After literally decades of dreaming, work, and the more often highlighted—setbacks, the James Webb Space Telescope is finally where it belongs: floating in space.
For a priceless work of technological innovation, it has had its fair share of cost overruns, scandals, delays, malfunctions, and more, even unto its final days on earth, when problems continued to push back the launch date after it had arrived in the spaceport in French Guiana.
However the Arianespace Ariane 5 rocket did its job of carrying the massive telescope to outer space. Off the ground at 7:20 EST on Christmas morning, Webb separated from the rocket 27 minutes later, deployed its huge solar arrays, which operators confirmed were providing the station with power, and began sending telemetry data.
This is all the more remarkable when, paired with its spotty history, one reads what Webb lead mission systems engineer Mike Menzel said at a November 2nd news conference about how there are 344 ways Webb can go wrong, and that 80% of them are during takeoff and separation.
Webb has 144 release mechanisms “which all must work perfectly,” Krystal Puga, Webb spacecraft systems engineer for Northrop Grumman, which built the spacecraft, said during the briefing. That’s a lot, considering one NASA review in 2018 found literally 70 loose screws in the telescope.
All that can be more or less forgotten now, as the observatory floats towards its orbit at the 2nd Lagrange Point at around 1 million miles from Earth.
“The James Webb Space Telescope represents the ambition that NASA and our partners maintain to propel us forward into the future,” said NASA Administrator Bill Nelson. “The promise of Webb is not what we know we will discover; it’s what we don’t yet understand or can’t yet fathom about our universe. I can’t wait to see what it uncovers!”

● Recorded information:

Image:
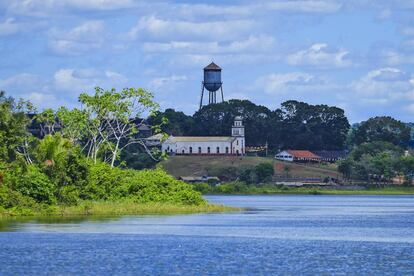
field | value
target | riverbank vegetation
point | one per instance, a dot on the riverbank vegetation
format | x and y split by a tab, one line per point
75	168
240	188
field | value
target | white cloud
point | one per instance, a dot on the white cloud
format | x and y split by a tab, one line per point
83	38
161	82
320	55
252	44
393	58
84	80
311	6
409	31
160	29
19	80
384	85
42	100
51	7
288	82
9	26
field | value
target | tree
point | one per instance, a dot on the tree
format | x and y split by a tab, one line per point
345	167
173	122
14	137
113	119
73	123
385	129
47	121
312	127
406	165
217	119
264	172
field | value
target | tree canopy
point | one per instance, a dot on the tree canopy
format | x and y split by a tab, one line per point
385	129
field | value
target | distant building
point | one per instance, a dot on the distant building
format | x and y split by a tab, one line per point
208	145
298	156
154	140
331	155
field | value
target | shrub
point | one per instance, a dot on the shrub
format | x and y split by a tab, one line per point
35	184
264	172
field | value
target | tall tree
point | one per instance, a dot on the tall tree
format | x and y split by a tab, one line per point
216	119
385	129
14	137
312	127
114	118
173	122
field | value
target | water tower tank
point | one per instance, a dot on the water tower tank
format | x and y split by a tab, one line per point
212	77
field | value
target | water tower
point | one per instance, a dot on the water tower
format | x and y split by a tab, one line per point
212	83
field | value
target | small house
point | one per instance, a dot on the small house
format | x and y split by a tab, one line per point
297	156
331	155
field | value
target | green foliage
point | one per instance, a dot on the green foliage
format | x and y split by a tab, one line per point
13	127
172	122
376	162
385	129
296	125
260	173
33	183
264	172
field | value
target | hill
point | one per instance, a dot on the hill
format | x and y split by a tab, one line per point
208	165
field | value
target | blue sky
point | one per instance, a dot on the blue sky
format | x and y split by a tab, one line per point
355	54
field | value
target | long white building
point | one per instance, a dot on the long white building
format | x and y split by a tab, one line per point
208	145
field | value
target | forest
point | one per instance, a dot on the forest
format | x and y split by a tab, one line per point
77	162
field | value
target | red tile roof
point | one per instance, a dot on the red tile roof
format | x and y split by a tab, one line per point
303	154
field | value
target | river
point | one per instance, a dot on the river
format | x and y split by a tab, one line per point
275	235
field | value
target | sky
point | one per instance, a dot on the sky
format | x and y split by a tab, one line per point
354	54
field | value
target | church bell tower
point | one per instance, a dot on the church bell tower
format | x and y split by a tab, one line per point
237	131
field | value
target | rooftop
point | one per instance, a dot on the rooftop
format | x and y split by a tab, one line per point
303	154
173	139
212	66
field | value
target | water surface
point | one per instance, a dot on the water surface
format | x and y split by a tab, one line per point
276	235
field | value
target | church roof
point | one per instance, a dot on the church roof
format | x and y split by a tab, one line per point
174	139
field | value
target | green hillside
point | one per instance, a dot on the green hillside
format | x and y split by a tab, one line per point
208	165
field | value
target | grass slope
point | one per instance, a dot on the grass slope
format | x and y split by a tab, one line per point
106	208
200	165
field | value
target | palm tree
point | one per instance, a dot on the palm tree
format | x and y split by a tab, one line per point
52	150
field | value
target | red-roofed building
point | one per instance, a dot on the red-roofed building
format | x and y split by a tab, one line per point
297	156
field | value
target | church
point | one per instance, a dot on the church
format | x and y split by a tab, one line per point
208	145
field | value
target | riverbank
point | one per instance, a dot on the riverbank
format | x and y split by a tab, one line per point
242	189
89	208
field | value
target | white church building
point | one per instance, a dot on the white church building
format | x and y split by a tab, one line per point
208	145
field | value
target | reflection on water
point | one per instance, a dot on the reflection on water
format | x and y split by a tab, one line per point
277	234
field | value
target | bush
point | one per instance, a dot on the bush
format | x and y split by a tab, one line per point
35	184
264	172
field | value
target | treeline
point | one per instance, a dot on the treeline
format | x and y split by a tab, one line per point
80	157
295	125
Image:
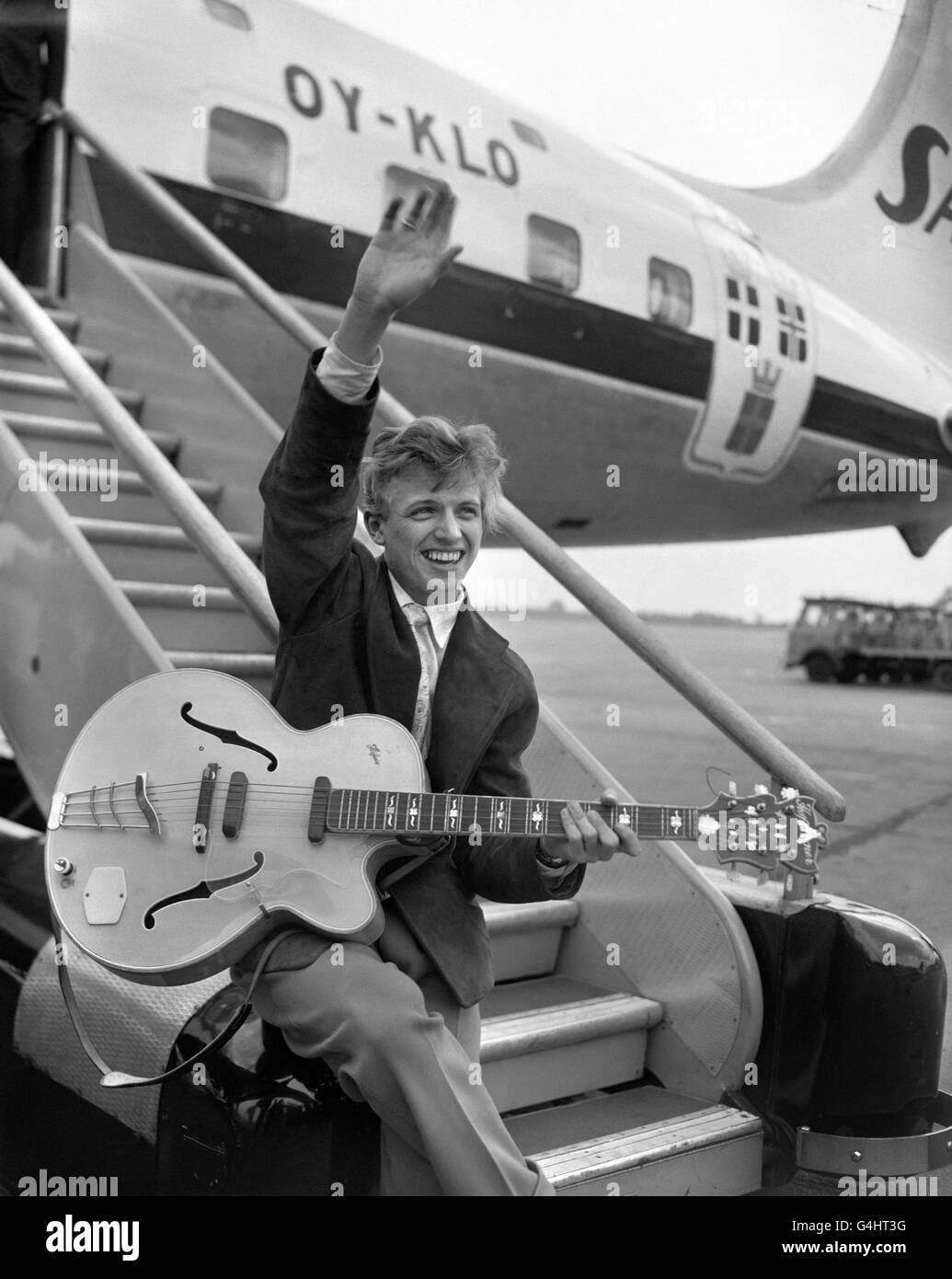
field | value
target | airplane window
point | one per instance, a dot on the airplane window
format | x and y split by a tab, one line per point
406	183
528	134
232	14
670	298
247	155
555	253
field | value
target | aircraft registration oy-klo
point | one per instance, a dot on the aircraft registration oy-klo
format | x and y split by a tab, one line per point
665	358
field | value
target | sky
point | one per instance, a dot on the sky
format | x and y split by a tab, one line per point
740	91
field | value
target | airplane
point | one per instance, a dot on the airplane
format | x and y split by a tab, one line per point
682	361
624	318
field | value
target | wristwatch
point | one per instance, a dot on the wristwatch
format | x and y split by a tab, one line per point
554	863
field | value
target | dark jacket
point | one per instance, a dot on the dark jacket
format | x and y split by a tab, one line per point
344	642
26	77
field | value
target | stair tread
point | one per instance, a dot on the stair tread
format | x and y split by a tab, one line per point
20	343
504	917
132	481
143	534
59	315
600	1136
77	429
571	1020
171	595
512	997
239	663
45	384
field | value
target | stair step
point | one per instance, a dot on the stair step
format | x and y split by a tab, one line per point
18	390
19	351
246	665
643	1141
554	1037
161	536
525	938
73	432
171	595
138	551
123	491
65	320
184	619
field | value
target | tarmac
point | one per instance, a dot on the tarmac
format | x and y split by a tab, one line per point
886	747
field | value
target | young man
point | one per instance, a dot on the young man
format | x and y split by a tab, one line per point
32	69
397	1020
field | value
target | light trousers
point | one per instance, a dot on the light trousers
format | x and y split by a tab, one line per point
390	1030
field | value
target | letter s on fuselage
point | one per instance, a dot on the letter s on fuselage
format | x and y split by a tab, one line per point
919	144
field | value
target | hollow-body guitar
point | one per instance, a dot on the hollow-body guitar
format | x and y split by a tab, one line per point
190	820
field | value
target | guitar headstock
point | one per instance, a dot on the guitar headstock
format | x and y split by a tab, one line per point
762	830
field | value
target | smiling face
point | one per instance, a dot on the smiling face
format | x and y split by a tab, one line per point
430	536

● Exercise prompt:
From the article on the James Webb Space Telescope launch, list every person mentioned by name, with the title or role the article gives each one.

● Correct answer:
- Mike Menzel: Webb lead mission systems engineer
- Krystal Puga: Webb spacecraft systems engineer for Northrop Grumman
- Bill Nelson: NASA Administrator